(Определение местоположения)
————
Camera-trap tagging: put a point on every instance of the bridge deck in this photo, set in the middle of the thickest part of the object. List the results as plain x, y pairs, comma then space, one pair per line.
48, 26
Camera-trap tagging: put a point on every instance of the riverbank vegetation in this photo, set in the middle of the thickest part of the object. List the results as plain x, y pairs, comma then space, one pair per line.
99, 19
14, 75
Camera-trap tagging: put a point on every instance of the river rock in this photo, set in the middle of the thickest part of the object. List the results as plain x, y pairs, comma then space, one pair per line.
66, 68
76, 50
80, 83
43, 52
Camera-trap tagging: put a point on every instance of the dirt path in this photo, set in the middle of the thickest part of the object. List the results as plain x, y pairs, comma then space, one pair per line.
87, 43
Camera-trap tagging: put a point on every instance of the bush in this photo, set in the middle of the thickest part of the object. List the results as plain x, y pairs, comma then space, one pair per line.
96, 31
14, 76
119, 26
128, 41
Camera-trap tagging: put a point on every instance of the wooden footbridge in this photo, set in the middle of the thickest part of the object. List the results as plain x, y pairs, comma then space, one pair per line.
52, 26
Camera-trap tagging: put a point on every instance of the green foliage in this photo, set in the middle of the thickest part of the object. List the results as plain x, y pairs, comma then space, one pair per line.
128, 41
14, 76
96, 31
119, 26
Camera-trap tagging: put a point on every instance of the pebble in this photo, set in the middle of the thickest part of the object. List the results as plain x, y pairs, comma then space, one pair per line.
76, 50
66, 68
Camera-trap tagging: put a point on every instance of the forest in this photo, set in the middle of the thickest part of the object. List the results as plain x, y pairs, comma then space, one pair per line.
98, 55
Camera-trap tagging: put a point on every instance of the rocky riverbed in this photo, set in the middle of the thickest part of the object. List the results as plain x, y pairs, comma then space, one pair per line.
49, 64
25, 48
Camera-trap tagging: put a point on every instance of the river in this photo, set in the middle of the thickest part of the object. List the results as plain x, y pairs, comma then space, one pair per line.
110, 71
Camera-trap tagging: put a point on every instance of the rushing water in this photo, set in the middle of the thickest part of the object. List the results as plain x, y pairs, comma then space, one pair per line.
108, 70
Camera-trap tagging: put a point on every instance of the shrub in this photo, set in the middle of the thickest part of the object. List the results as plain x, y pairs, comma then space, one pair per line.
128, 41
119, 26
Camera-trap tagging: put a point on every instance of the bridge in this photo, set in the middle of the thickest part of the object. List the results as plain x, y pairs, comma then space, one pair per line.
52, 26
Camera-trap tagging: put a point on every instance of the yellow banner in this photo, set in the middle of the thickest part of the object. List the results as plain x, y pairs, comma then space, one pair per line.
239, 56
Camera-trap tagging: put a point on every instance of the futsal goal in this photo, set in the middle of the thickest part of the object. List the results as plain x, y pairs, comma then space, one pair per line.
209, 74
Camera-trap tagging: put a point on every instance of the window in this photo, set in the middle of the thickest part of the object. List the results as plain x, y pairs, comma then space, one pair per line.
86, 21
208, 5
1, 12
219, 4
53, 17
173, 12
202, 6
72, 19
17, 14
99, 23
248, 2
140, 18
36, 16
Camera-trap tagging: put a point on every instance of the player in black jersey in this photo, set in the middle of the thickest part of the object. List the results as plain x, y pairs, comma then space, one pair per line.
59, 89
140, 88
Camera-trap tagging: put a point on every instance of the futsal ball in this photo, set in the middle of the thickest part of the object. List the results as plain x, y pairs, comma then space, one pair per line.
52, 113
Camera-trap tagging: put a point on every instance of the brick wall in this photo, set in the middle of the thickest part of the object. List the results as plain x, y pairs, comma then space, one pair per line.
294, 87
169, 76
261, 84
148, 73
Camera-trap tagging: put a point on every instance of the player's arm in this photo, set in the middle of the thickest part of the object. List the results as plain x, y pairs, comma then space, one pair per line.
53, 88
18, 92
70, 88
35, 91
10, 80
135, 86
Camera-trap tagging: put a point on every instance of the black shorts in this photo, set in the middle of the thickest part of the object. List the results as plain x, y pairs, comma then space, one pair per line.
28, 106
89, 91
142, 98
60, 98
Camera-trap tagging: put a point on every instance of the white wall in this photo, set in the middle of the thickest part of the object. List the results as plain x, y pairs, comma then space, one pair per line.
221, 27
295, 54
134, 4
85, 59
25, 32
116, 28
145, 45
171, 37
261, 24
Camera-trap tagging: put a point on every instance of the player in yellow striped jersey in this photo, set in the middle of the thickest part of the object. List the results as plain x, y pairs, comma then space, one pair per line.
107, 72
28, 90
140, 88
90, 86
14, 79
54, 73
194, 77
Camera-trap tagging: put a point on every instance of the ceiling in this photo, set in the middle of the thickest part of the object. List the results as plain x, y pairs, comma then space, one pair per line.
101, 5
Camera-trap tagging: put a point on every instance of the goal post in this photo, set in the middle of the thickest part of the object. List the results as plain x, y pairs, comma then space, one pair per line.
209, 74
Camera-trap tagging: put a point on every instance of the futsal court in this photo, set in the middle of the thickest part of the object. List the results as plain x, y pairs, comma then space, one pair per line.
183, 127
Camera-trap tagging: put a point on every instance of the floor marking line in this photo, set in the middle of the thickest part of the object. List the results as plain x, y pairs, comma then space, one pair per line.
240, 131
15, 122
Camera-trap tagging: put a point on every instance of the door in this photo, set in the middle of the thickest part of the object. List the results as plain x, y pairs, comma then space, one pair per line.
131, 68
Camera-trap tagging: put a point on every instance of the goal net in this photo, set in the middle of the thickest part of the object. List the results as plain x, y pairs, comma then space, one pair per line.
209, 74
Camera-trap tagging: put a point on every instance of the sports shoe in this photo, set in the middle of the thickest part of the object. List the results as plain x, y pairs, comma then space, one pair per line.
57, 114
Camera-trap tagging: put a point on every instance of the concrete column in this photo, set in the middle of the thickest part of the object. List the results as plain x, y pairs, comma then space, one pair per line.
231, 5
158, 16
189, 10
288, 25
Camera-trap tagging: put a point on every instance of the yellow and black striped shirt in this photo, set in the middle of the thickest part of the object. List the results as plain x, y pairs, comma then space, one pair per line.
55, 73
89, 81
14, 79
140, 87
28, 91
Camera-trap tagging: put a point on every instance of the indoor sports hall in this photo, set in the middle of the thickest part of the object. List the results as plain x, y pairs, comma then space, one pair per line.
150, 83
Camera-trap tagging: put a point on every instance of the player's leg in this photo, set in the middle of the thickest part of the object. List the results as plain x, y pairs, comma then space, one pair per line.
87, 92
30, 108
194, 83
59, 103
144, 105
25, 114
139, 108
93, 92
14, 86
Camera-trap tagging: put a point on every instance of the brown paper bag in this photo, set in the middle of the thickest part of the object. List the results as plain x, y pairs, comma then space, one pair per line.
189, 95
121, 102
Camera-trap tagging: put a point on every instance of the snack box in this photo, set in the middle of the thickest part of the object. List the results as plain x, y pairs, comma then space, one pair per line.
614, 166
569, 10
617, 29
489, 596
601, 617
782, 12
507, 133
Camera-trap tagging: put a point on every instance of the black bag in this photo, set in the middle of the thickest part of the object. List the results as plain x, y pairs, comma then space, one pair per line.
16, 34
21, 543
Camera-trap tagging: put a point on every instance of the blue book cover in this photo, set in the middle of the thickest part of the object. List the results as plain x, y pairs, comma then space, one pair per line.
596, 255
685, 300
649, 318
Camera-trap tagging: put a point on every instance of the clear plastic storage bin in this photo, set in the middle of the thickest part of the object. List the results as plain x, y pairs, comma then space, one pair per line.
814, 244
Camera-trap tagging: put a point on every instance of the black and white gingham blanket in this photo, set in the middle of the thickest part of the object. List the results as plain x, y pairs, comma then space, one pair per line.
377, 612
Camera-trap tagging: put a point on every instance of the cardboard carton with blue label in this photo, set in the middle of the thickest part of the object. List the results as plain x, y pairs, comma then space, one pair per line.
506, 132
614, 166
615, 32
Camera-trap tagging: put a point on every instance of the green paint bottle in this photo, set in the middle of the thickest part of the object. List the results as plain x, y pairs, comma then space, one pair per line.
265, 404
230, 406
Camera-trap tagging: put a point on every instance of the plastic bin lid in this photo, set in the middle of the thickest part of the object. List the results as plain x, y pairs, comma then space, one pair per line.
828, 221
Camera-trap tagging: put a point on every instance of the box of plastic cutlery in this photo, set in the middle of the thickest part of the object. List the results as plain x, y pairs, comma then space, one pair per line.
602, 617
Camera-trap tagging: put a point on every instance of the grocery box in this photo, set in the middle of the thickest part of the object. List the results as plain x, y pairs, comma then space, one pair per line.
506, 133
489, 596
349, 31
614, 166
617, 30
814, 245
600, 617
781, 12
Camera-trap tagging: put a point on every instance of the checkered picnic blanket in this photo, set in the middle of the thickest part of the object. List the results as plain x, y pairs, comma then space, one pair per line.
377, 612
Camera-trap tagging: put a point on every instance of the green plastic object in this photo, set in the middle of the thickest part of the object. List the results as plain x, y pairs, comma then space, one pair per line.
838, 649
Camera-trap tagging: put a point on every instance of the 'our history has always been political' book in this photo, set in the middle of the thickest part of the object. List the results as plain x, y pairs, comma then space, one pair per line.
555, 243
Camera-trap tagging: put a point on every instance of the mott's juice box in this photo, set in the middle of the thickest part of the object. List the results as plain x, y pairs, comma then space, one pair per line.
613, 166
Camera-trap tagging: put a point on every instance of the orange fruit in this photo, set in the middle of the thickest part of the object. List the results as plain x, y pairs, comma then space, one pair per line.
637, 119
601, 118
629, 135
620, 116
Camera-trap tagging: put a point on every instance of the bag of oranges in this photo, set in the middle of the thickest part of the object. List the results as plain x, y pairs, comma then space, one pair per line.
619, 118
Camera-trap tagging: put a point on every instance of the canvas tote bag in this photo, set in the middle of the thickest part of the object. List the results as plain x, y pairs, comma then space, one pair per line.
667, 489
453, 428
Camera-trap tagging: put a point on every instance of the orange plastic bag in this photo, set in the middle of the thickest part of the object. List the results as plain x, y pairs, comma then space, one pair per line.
————
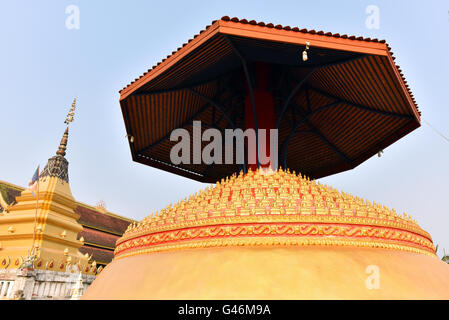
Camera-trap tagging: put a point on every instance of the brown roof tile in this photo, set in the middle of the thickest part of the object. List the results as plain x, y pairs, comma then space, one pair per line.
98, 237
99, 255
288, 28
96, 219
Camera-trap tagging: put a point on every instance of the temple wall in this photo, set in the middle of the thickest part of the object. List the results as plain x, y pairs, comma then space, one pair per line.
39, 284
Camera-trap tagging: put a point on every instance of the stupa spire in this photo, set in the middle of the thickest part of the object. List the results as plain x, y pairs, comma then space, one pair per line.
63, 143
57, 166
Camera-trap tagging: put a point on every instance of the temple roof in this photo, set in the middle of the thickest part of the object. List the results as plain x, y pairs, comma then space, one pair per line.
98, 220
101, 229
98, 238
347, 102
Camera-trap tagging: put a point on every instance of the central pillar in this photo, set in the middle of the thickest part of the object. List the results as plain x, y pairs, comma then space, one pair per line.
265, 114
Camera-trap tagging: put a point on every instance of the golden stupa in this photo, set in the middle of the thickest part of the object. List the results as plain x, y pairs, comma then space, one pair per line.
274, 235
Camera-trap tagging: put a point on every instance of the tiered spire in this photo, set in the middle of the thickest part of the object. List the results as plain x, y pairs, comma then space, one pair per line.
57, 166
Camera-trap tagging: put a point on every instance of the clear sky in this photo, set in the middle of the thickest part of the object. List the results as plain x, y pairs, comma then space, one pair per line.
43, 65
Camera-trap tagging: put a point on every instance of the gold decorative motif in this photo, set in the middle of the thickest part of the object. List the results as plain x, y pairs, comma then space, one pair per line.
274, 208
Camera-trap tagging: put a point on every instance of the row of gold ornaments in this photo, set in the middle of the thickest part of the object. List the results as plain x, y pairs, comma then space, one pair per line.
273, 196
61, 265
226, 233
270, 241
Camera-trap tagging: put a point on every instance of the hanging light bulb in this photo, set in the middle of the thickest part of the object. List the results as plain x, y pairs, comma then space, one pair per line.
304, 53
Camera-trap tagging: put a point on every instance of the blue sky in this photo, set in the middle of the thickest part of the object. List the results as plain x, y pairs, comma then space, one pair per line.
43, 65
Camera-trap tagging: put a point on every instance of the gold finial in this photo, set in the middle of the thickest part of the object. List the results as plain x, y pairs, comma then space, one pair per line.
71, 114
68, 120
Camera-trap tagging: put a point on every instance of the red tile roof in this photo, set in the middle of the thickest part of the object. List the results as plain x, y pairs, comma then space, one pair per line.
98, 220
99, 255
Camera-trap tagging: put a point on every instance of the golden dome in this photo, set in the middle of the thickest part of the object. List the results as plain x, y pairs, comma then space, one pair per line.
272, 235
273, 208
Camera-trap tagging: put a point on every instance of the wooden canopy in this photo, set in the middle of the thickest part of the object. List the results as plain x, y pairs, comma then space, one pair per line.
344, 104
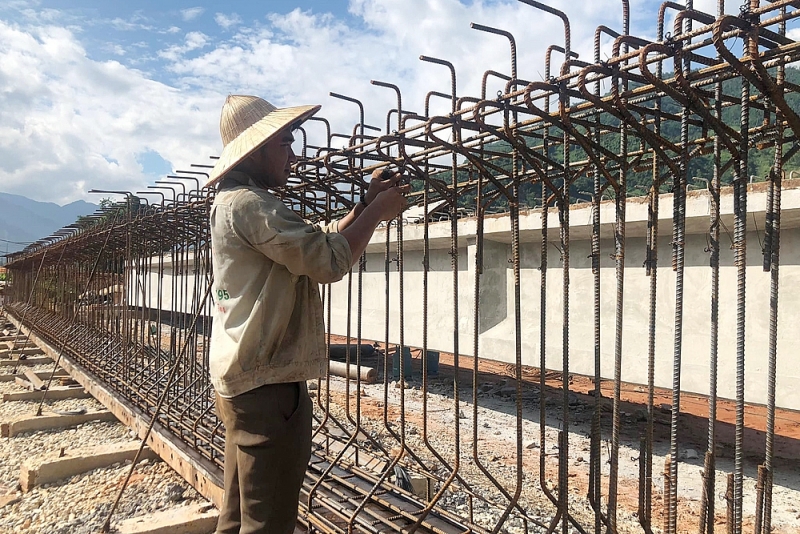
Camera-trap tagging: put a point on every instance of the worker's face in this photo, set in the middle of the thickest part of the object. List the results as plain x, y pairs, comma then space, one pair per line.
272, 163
————
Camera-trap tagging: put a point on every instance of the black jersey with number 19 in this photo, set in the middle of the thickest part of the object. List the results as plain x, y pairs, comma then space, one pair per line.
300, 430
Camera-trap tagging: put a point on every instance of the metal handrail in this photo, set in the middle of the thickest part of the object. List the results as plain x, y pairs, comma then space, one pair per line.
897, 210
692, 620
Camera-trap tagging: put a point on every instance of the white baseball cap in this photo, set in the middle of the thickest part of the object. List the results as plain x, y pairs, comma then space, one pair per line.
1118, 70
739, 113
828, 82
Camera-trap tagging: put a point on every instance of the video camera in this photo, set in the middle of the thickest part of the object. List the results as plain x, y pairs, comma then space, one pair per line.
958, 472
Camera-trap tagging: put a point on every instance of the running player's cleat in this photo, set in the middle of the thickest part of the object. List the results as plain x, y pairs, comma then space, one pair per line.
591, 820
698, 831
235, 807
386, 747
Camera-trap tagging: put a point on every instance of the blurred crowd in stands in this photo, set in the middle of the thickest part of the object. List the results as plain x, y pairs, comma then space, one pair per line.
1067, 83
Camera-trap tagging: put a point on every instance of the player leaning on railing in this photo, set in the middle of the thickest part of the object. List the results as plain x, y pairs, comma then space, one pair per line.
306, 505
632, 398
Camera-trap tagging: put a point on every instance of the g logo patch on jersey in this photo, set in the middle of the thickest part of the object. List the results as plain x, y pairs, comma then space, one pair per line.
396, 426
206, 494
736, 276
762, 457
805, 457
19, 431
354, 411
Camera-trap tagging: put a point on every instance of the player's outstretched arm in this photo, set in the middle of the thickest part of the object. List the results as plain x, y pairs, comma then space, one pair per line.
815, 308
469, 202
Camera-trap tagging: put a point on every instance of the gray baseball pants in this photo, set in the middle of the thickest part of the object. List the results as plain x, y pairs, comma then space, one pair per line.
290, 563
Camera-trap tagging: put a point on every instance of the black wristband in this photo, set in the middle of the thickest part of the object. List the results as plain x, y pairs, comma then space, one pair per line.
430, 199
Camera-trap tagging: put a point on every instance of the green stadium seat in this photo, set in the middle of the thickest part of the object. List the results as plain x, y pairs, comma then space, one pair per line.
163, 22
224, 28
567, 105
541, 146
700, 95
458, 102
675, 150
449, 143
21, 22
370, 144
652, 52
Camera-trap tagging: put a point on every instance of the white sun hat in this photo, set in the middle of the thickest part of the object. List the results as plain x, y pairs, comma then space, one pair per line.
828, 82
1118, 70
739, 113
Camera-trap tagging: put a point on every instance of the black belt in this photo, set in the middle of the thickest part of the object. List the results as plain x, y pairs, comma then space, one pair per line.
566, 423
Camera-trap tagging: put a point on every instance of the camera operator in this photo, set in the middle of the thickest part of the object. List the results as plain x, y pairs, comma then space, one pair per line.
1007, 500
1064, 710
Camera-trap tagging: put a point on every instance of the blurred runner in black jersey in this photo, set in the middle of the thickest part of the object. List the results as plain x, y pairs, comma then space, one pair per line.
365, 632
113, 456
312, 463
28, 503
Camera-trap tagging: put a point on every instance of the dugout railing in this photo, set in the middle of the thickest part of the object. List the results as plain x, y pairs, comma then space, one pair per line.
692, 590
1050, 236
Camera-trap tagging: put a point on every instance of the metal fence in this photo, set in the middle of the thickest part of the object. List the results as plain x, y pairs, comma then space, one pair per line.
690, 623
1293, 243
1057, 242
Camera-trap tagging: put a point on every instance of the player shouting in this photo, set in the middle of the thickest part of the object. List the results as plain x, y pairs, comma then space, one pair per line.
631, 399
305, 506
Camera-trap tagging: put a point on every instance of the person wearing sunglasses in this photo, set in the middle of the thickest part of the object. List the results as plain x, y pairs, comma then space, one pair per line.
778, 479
————
# Цель задания
Назовите, сколько строк в данных содержат слово «white». Напишите только число.

# Ответ
4